- **TRY IT**: Below are some records; reproduce every one of them exactly.
[[ RECORDS FOR THE EXERCISE open ]]
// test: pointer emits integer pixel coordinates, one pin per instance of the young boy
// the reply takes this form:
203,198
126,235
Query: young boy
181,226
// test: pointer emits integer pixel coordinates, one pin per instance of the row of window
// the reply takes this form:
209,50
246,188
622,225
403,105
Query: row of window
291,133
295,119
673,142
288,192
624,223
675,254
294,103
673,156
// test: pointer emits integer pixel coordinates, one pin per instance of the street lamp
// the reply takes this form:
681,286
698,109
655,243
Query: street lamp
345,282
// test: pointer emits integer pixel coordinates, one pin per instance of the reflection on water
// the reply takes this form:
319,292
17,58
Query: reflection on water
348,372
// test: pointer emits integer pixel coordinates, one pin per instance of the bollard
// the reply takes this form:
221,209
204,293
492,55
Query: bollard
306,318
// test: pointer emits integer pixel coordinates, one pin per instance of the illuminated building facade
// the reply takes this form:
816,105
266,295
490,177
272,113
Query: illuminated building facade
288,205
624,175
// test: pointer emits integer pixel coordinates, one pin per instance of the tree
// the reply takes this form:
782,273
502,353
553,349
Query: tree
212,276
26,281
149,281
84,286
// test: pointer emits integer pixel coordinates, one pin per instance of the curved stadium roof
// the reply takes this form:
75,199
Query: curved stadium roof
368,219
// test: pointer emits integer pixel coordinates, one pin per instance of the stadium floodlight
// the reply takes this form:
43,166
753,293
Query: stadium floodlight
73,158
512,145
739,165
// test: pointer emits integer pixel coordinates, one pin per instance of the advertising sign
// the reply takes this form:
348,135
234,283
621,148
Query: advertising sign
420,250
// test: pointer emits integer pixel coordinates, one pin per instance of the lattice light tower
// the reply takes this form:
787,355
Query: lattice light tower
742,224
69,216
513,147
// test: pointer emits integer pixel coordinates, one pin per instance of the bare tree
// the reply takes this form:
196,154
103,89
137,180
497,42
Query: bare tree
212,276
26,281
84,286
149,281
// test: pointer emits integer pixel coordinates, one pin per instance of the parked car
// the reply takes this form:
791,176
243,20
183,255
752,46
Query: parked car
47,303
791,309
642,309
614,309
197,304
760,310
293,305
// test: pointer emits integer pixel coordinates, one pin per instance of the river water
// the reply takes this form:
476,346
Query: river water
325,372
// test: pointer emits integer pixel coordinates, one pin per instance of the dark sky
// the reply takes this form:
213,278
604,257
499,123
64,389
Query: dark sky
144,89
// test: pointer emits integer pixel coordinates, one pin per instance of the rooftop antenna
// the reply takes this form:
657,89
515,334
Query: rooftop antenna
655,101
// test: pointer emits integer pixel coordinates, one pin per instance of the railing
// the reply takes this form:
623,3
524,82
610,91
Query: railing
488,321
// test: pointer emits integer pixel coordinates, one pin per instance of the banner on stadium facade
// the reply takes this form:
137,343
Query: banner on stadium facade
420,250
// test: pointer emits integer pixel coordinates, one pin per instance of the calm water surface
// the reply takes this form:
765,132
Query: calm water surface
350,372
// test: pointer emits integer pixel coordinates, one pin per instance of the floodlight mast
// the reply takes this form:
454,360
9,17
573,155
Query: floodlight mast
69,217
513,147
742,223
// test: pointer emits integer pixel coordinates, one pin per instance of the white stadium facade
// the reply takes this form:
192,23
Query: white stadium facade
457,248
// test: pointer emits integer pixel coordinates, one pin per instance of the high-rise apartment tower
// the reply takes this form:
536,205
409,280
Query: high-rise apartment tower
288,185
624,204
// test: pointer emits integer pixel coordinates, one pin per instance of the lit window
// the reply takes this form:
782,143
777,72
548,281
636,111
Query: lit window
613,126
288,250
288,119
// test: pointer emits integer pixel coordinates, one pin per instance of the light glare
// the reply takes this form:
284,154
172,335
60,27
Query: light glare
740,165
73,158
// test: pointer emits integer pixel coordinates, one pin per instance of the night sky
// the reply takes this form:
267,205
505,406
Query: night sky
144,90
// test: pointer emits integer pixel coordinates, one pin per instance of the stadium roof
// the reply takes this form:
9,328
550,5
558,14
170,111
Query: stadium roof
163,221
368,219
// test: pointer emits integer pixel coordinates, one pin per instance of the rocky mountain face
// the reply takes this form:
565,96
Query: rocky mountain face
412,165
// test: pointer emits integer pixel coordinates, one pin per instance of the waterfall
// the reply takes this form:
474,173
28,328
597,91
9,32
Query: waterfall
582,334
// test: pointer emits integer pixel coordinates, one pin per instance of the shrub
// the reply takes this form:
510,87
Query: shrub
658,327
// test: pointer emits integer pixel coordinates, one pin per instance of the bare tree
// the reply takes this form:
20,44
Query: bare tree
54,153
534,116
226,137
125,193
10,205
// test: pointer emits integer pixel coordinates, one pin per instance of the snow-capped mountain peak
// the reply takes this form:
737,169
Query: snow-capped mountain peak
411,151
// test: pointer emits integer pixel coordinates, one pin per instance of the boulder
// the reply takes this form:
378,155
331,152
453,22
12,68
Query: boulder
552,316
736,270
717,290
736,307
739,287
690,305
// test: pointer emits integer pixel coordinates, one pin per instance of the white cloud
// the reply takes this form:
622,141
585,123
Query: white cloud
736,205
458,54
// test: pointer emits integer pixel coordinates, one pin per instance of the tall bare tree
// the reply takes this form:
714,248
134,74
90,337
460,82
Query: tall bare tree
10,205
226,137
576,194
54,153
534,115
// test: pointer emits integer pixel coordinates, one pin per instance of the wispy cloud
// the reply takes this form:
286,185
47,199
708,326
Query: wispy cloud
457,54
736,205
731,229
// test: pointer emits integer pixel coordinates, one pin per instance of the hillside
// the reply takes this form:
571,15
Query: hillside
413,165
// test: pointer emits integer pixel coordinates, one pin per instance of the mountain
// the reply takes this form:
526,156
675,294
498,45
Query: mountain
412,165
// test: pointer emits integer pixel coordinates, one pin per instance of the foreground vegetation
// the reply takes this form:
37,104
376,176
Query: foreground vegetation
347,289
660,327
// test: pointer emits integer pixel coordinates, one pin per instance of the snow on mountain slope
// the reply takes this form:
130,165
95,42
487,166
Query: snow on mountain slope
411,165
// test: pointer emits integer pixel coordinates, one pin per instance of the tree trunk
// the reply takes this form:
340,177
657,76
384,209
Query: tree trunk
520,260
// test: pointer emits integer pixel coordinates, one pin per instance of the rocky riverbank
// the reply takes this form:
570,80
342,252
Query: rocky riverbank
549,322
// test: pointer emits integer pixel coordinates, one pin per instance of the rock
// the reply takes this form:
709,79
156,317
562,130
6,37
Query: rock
[[ RECORDS FOR THE EXERCISE closed ]]
- **TASK RESPONSE**:
// test: pointer emits integer pixel coordinates, one pin per instance of the young boy
// the reply takes this form:
203,198
126,235
Query: young boy
181,226
// test: pointer emits integer pixel coordinates, one pin per instance of the row of window
// the reply takes this form:
209,50
246,188
622,225
403,105
Query: row of window
291,133
295,119
673,142
288,192
624,223
675,254
294,103
673,156
// test: pointer emits integer pixel coordinates, one pin per instance of the street lamp
// the reply takes this form:
681,286
698,109
655,243
Query: street lamp
345,282
// test: pointer emits integer pixel coordinates, one pin per instance of the reflection on water
// the reply takes this form:
319,292
17,58
Query: reflection on water
348,372
// test: pointer emits integer pixel coordinates, one pin per instance of the bollard
// the reply takes this form:
221,209
204,293
492,55
Query: bollard
306,318
// test: pointer emits integer pixel coordinates, one pin per instance of the illuminated building facade
// the reply takes this form:
816,105
266,295
490,177
272,113
Query: illuminated building facade
288,205
624,175
// test: pointer emits integer pixel coordinates, one pin per instance of the tree
// the reply takes this form:
782,273
502,353
553,349
Query: tree
212,276
26,281
149,281
84,286
// test: pointer emits integer pixel coordinates, one pin per instance of the curved stadium roof
// the reply takes this form:
75,199
Query: curved stadium roof
368,219
// test: pointer emits integer pixel coordinates, one pin per instance of the stadium floodlight
// the reply takes this form:
43,166
753,293
Query: stadium floodlight
73,158
512,145
739,165
// test: pointer emits integer pixel coordinates, one pin per instance of the advertising sign
// the reply takes this form:
348,135
234,283
621,148
Query: advertising sign
420,250
// test: pointer emits integer pixel coordinates, one pin per instance of the lattice light tower
// the reply takes this form:
787,355
Query: lattice light tower
742,224
69,216
513,147
// test: pointer emits integer pixel coordinates, one pin per instance of the bare tree
// the reply takes this form:
196,154
103,89
137,180
497,42
Query: bare tree
212,276
26,281
84,286
149,281
// test: pointer emits integer pixel coordinates, one pin per instance of the parked car
// the reply takes this form:
791,176
243,20
183,255
752,46
Query: parked car
47,303
791,309
642,309
614,309
197,304
760,310
293,305
// test: pointer emits integer pixel coordinates, one pin per instance of the river water
// the reply takes this form:
476,346
Query: river water
325,372
// test: pointer emits integer pixel coordinates, one pin per instance of the dark sky
// the reply takes this form:
213,278
604,257
499,123
64,389
Query: dark sky
144,89
// test: pointer emits integer pixel coordinates, one pin per instance of the rooftop antenna
// the reply takes this form:
657,89
515,334
Query: rooftop antenna
655,101
// test: pointer emits integer pixel coordinates, one pin per instance of the railing
// the reply takes this form:
623,3
524,82
610,91
Query: railing
488,321
// test: pointer emits integer pixel coordinates, one pin per instance of the banner on stadium facade
// the reply takes this form:
137,343
Query: banner on stadium facade
420,250
// test: pointer emits integer pixel coordinates, one pin per instance of the calm water surface
// the reply takes this form:
765,132
Query: calm water surface
350,372
// test: pointer emits integer pixel coordinates, one pin per instance of the floodlight mast
// the reply takes this form:
454,360
9,17
573,155
Query: floodlight mast
69,217
513,147
742,223
// test: pointer emits integer pixel coordinates, one pin per instance of the white stadium facade
// the reply takes this form:
192,23
Query: white stadium facade
457,248
// test: pointer emits integer pixel coordinates, one pin per instance of the high-rise apartment tower
// the reply takes this form:
536,205
409,280
Query: high-rise apartment tower
288,185
624,204
// test: pointer emits integer pixel coordinates, one pin per instance of the lit window
// the reply takes this form:
782,143
777,72
548,281
636,111
Query: lit window
613,126
288,250
288,119
// test: pointer emits integer pixel coordinates, one pin per instance of the light glare
// the reply takes this form:
284,154
172,335
60,27
Query: light glare
740,165
73,158
// test: pointer emits integer pixel coordinates, one pin per instance of the night sky
// the reply takes this form:
267,205
505,406
Query: night sky
144,90
// test: pointer emits integer pixel coordinates, one pin per instance of the stadium roof
// the reply takes this form:
9,328
550,5
558,14
170,111
Query: stadium roof
163,221
368,219
// test: pointer emits integer pixel coordinates, one pin per instance of the rocky mountain face
// the reply takes this form:
565,96
Query: rocky mountain face
412,165
// test: pointer emits integer pixel coordinates, one pin per instance of the waterfall
// the reply takes this form:
474,173
28,328
597,91
9,32
Query: waterfall
582,334
// test: pointer emits integer pixel coordinates, one pin per instance of the shrub
// the reply takes this form:
510,87
Query: shrub
658,327
// test: pointer emits integer pixel coordinates, one pin per instance of the bare tree
// the reply takes this form:
20,44
Query: bare tree
54,153
534,116
226,137
125,193
10,205
// test: pointer emits integer pixel coordinates, one pin per instance of the snow-capped mountain peak
// the reply takes this form:
737,169
Query: snow-capped mountain peak
411,151
// test: pointer emits integer pixel coordinates, one pin per instance of the boulder
// the reply takes this form:
378,155
331,152
453,22
12,68
Query: boulder
552,316
736,270
717,290
736,307
739,287
690,305
// test: pointer emits integer pixel coordinates, one pin per instance of the white cloud
// the reply takes this form:
622,141
585,123
Query: white cloud
736,205
458,54
// test: pointer emits integer pixel coordinates, one pin per instance of the tall bare tree
// the reply takes this form:
714,248
134,74
90,337
460,82
Query: tall bare tree
10,205
226,137
576,194
54,153
534,115
// test: pointer emits integer pixel coordinates, one pin per instance of the wispy cloud
// the reply takes this form:
286,185
47,199
708,326
Query: wispy cloud
457,54
736,205
731,229
// test: pointer emits integer pixel coordinates, one pin per instance of the hillside
// the reply takes this form:
571,15
Query: hillside
413,165
// test: pointer emits integer pixel coordinates, one pin per instance of the mountain
// the reply takes this form:
526,156
675,294
498,45
Query: mountain
412,165
// test: pointer emits integer pixel coordinates, one pin per instance of the foreground vegetation
// the reply takes this form:
37,104
376,176
Query: foreground vegetation
347,289
660,327
// test: pointer emits integer pixel coordinates, one pin per instance of the snow on mountain slope
// the reply takes this form:
130,165
95,42
487,166
Query: snow on mountain slope
411,165
// test: pointer emits integer pixel coordinates, one pin per instance of the tree trunk
// the reply takes this form:
340,177
657,76
384,209
Query: tree trunk
520,260
// test: pointer emits integer pixel coordinates, one pin per instance of the rocky riverbank
// the reply takes this form:
570,80
342,252
Query: rocky riverbank
549,322
// test: pointer emits integer pixel coordinates, one pin per instance of the rock
// the reply takes this form:
709,79
156,317
562,130
6,37
Query: rock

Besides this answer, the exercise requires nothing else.